- [Goal of the exercise]:
Quote all of the records below word for word, but leave the pictures out of your answer.

- [Input records]:
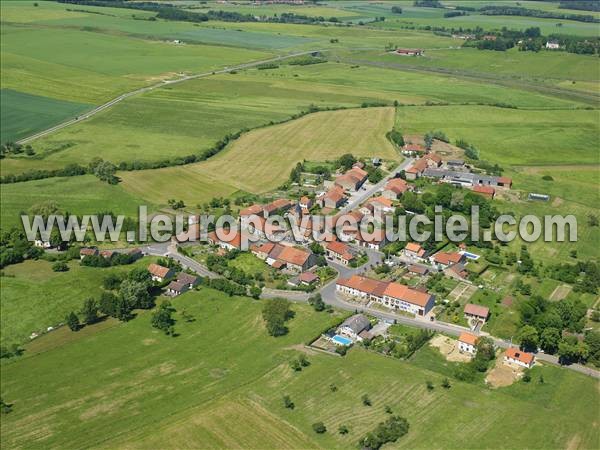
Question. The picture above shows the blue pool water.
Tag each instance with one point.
(341, 340)
(471, 255)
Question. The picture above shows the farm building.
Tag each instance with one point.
(352, 180)
(395, 188)
(176, 288)
(87, 251)
(414, 251)
(476, 312)
(339, 252)
(389, 294)
(515, 356)
(160, 273)
(354, 325)
(467, 343)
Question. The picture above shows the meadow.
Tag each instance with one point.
(186, 118)
(512, 136)
(262, 159)
(554, 69)
(34, 297)
(220, 382)
(23, 114)
(76, 195)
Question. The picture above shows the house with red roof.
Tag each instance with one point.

- [Solution to the exercise]:
Question. The picture above shows the blue pool water.
Tag each instance with one point.
(341, 340)
(471, 255)
Question. The picture above shows the farm building.
Tag each instance with one point.
(352, 180)
(395, 188)
(176, 288)
(87, 251)
(414, 251)
(476, 312)
(339, 252)
(389, 294)
(515, 356)
(160, 273)
(354, 325)
(467, 343)
Question. The picture above shows the meadow.
Tag each instance with one point.
(186, 118)
(512, 136)
(262, 159)
(554, 69)
(34, 297)
(220, 382)
(23, 114)
(76, 195)
Question. The picture above shows the house with red roof.
Tag each instance with one point.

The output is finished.